» Exercise description:
Copy each line below in which the string "fence" appears.

(Collected data)
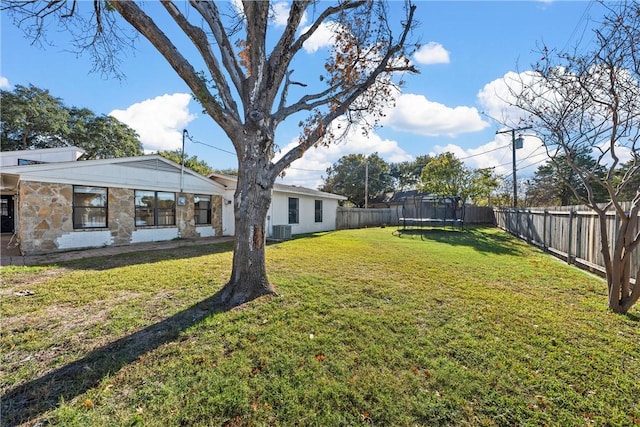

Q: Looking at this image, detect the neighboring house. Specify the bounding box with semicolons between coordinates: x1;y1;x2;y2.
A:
209;173;347;238
369;190;420;209
1;147;225;255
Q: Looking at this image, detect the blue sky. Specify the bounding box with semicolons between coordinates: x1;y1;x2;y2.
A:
1;1;604;188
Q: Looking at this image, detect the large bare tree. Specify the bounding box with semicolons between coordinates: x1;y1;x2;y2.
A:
509;1;640;313
4;1;418;306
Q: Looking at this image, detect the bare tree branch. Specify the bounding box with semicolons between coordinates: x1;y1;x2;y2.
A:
109;1;235;135
160;1;240;122
271;3;417;179
189;0;246;99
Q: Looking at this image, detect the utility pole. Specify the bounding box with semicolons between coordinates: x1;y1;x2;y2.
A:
496;126;531;208
364;161;369;209
181;129;188;194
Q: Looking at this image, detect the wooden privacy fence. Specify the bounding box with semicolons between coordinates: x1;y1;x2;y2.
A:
494;204;640;279
336;205;494;230
336;207;400;229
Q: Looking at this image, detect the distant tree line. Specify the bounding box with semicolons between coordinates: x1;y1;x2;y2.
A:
0;84;225;175
1;84;143;159
320;152;501;207
321;150;638;208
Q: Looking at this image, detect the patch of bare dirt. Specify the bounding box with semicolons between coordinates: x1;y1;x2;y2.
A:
1;291;142;392
0;268;71;297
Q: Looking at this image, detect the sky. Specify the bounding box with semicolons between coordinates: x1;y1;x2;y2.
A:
1;1;606;189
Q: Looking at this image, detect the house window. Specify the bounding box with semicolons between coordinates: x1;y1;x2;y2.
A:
17;159;45;165
194;195;212;225
314;200;323;223
288;197;299;224
135;190;175;226
73;186;107;229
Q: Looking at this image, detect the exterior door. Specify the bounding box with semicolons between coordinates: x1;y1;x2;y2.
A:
1;195;15;233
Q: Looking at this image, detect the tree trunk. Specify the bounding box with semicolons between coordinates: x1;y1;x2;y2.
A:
605;214;640;314
218;161;278;307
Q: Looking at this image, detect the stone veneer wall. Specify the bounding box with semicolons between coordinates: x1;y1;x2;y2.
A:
108;186;135;245
18;181;74;254
17;180;224;255
177;193;197;238
212;195;223;237
177;194;224;238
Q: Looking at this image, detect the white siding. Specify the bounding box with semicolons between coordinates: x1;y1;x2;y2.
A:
0;146;85;167
2;156;226;196
269;192;339;236
209;174;346;238
221;189;236;236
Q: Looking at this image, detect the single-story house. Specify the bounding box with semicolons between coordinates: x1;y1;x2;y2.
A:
209;173;347;238
1;147;348;254
1;147;225;255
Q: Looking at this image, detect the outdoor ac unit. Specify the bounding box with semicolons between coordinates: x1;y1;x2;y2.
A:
272;225;292;240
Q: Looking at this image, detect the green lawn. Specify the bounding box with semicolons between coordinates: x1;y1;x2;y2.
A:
2;227;639;426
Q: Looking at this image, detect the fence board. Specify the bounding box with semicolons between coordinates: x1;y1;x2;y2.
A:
494;203;639;281
336;205;494;230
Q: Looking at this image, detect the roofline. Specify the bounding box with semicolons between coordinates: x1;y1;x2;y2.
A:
1;154;227;191
0;146;86;156
209;173;347;200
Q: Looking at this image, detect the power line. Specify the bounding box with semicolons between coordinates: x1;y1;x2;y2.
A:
458;143;511;160
186;134;236;156
496;151;548;170
288;166;327;172
561;0;596;54
187;134;330;172
500;153;549;180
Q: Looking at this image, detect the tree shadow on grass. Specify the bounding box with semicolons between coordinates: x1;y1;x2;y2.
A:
394;226;525;256
624;312;640;322
56;240;235;272
1;290;230;426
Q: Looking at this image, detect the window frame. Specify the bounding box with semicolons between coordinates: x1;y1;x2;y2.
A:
314;200;323;223
135;190;176;227
194;195;212;225
288;197;299;224
73;186;108;229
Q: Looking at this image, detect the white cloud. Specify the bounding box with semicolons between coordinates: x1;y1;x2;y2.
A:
230;0;243;15
382;93;489;137
302;21;340;53
272;2;291;26
0;76;10;88
413;42;450;65
110;93;196;153
271;1;307;28
275;118;412;188
477;70;540;127
431;133;549;178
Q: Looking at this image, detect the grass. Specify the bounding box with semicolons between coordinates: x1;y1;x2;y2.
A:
1;226;639;426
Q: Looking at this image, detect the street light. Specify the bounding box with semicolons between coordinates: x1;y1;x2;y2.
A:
496;126;531;208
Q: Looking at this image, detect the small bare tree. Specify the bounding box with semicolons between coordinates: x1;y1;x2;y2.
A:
510;1;640;313
4;1;418;306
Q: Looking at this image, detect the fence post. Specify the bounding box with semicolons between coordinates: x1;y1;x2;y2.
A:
543;210;547;250
567;210;575;265
576;214;583;263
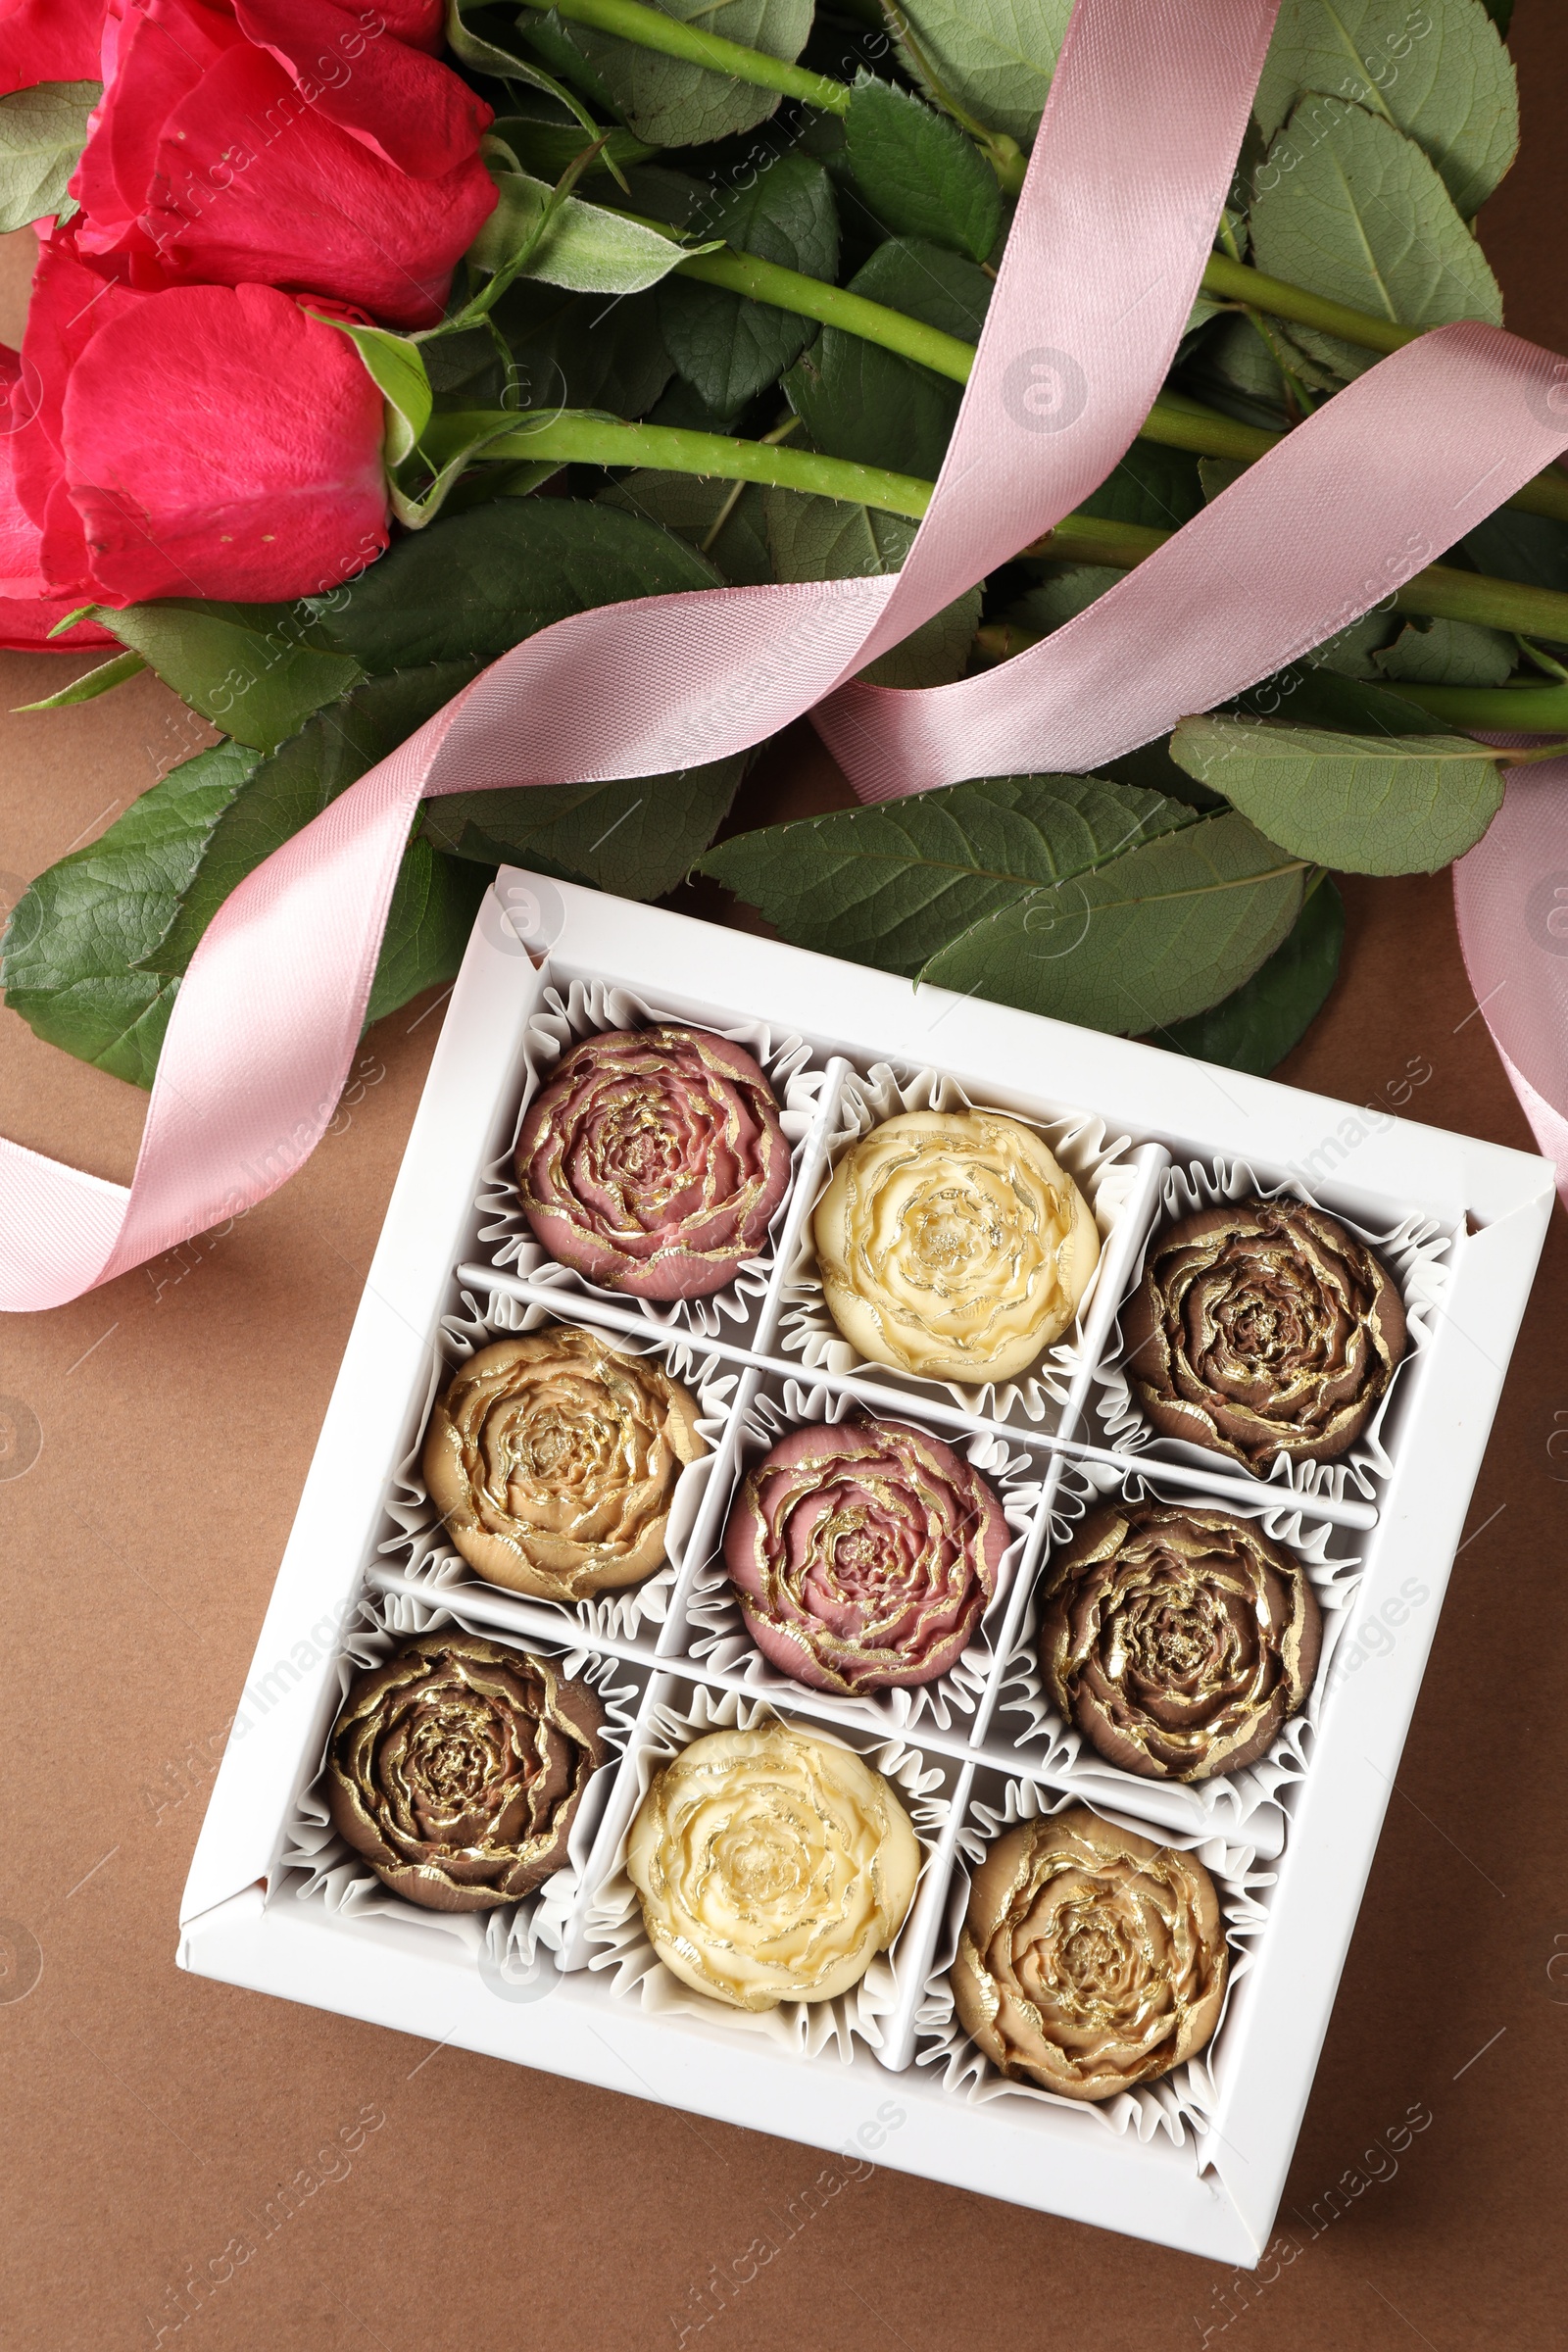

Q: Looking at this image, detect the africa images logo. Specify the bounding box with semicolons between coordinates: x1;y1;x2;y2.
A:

» The completed task:
Q: Looking at this image, detect the wooden privacy fence. Specify the bounding box with semicolons between coordinates: x1;y1;x2;y2.
Q: Looking at this image, detect the fence board. Specify the bounding box with semicolons between coordinates: x1;y1;x2;y2.
Q: Looking at this image, detect the fence post. Specify the bounding box with semicolons between coordinates: x1;y1;x2;y2.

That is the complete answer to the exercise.